**What needs to be done**
Can you update the rows starting with the line that contains "Given the scene above, your job is to locate the cheerleader" and going on through the line that contains "[413,443,977,525]", changing "dark hair" to "black hair" and leaving everything else unchanged?

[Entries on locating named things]

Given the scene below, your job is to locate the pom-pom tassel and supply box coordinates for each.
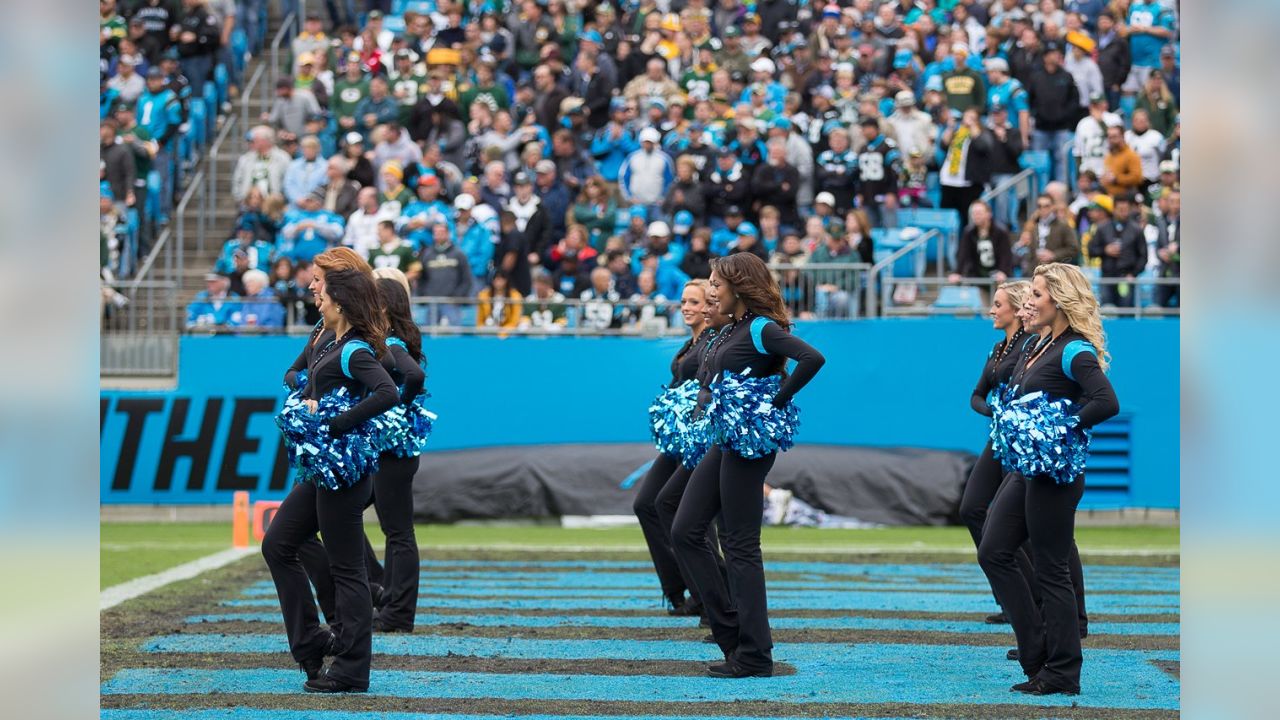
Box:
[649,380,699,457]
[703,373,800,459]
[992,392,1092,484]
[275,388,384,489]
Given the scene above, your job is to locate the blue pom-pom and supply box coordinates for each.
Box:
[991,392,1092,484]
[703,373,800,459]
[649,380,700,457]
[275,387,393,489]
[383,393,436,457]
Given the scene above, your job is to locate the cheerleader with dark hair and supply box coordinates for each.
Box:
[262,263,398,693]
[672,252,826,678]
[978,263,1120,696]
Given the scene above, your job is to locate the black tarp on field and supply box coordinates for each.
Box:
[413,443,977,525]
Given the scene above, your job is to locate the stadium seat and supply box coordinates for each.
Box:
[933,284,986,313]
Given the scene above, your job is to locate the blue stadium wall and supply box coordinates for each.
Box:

**Written reply**
Given the scene above, your job is to locate the cheerleader with black hair and supply box coordinates for each.
Box:
[262,263,398,693]
[672,252,826,678]
[978,263,1120,696]
Given the scene above, your job is to locate the black tarp on field and supply box coordinates for each.
Box:
[413,443,977,525]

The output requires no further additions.